Written instruction 1
Please output the blog post below in full, word for word.

Selection
_ _ _ _ _

We got stuck with George W. Bush in 2000. It was important in 2004 to replace him for just this reason -- and we didn't.
For a few moments in January 2009, we were able to fool ourselves that the Republic had somehow weathered the storm. Today, with feckless Democrats led by President Hope and Change scrambling away from their signature issue as fast as their little cockroach legs can carry them, now that an obscure state Senator whom I've seen more of because of a 20-year-old magazine spread than I ever want to see, gets them off the hook from having to actually do anything.
I don't even need to go into the Republicans. I have over 7000 posts in this blog documenting their folly.
Now the corporations run everything, and there isn't any way to delude ourselves anymore. And if you think there's any hope at all for living in the free nation you thought you did instead of a corporatocracy, Keith Olbermann's special comment tonight will straighten you out quickly:
A side note: Tonight as I was driving home from work, I was listening to that paid-for whore Mara Liasson talking on WNYC (that's NPR, yes, supposedly "liberal" NPR, that is also bought and paid for by corporations) about how this decision "evens the playing field for Republicans" -- as if the airwaves weren't already full of Bill O'Reilly and Glenn Beck and Laura Ingraham and the Fox Morning Idiots and Monica Crowley and Neal Boortz and Michael Medved and Mark Levin and Michael the Savage Weiner and on and on and on; choosing instead to imagine a world in which two hours of Keith Olbermann and Rachel Maddow, and Randi Rhodes broadcasting on maybe five low-power stations in the entire country somehow dominate public discourse. I hit buttons on the radio, getting a traffic report here, an observance about the Jets' chances this weekend by Mike Francesa there, and for some strange reason, a rerun of Ron Reagan's show that seemed to be from last Friday. It seemed odd to me, and when I got home I found out why this was
It is with the greatest regret, on behalf of our Board, that we must announce that Air America Media is ceasing its live programming operations as of this afternoon, and that the Company will file soon under Chapter 7 of the Bankruptcy Code to carry out an orderly winding-down of the business.

_ _ _ _ _

Data excerpts

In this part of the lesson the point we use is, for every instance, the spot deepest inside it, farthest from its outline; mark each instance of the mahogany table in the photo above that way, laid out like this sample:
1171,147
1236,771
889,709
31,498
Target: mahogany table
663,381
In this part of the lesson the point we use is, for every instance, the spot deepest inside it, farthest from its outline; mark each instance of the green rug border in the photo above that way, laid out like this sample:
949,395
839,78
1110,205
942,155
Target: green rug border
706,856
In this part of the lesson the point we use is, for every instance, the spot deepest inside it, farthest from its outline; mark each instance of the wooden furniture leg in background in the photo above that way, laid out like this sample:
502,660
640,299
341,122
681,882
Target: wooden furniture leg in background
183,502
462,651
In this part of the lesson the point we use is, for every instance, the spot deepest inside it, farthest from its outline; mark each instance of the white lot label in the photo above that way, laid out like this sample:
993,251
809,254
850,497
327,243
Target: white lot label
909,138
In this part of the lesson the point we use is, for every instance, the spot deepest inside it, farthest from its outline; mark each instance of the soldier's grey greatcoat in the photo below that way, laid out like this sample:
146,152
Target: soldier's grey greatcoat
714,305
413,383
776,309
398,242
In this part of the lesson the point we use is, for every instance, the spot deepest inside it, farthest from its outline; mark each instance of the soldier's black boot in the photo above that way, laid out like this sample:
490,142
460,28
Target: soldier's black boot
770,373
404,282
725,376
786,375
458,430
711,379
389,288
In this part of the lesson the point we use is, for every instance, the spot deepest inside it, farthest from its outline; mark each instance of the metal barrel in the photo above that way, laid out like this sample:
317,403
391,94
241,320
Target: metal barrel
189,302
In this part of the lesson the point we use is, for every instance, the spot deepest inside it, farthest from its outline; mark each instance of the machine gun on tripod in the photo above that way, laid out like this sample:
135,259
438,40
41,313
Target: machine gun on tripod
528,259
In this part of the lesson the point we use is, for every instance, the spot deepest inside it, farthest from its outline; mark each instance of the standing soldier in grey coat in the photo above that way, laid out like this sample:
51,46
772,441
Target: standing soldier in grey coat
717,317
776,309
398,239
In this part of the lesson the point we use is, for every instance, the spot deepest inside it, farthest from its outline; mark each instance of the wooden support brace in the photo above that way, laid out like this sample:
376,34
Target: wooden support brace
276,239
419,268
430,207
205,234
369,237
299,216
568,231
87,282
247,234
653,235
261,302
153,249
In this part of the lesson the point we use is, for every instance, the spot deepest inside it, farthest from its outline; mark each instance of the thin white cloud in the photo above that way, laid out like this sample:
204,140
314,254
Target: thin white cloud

_ _ _ _ _

Written instruction 2
Return the rows from the line holding "of the standing" through the last line of the rows, inclusive, character for character.

Expected answer 1
We got stuck with George W. Bush in 2000. It was important in 2004 to replace him for just this reason -- and we didn't.
For a few moments in January 2009, we were able to fool ourselves that the Republic had somehow weathered the storm. Today, with feckless Democrats led by President Hope and Change scrambling away from their signature issue as fast as their little cockroach legs can carry them, now that an obscure state Senator whom I've seen more of because of a 20-year-old magazine spread than I ever want to see, gets them off the hook from having to actually do anything.
I don't even need to go into the Republicans. I have over 7000 posts in this blog documenting their folly.
Now the corporations run everything, and there isn't any way to delude ourselves anymore. And if you think there's any hope at all for living in the free nation you thought you did instead of a corporatocracy, Keith Olbermann's special comment tonight will straighten you out quickly:
A side note: Tonight as I was driving home from work, I was listening to that paid-for whore Mara Liasson talking on WNYC (that's NPR, yes, supposedly "liberal" NPR, that is also bought and paid for by corporations) about how this decision "evens the playing field for Republicans" -- as if the airwaves weren't already full of Bill O'Reilly and Glenn Beck and Laura Ingraham and the Fox Morning Idiots and Monica Crowley and Neal Boortz and Michael Medved and Mark Levin and Michael the Savage Weiner and on and on and on; choosing instead to imagine a world in which two hours of Keith Olbermann and Rachel Maddow, and Randi Rhodes broadcasting on maybe five low-power stations in the entire country somehow dominate public discourse. I hit buttons on the radio, getting a traffic report here, an observance about the Jets' chances this weekend by Mike Francesa there, and for some strange reason, a rerun of Ron Reagan's show that seemed to be from last Friday. It seemed odd to me, and when I got home I found out why this was
It is with the greatest regret, on behalf of our Board, that we must announce that Air America Media is ceasing its live programming operations as of this afternoon, and that the Company will file soon under Chapter 7 of the Bankruptcy Code to carry out an orderly winding-down of the business.

Expected answer 2
In this part of the lesson the point we use is, for every instance, the spot deepest inside it, farthest from its outline; mark each instance of the standing soldier in grey coat in the photo above that way, laid out like this sample:
51,46
772,441
Target: standing soldier in grey coat
717,317
776,309
398,239
In this part of the lesson the point we use is, for every instance, the spot deepest inside it, farthest from its outline; mark each instance of the wooden support brace in the photo above that way, laid out like this sample:
376,34
Target: wooden support brace
276,239
419,268
430,207
205,234
369,237
299,216
568,231
87,282
247,234
653,235
261,302
153,249
In this part of the lesson the point we use is, for every instance, the spot deepest inside it, farthest from its outline; mark each instance of the thin white cloud in the photo above that way, laid out like this sample:
204,140
314,254
Target: thin white cloud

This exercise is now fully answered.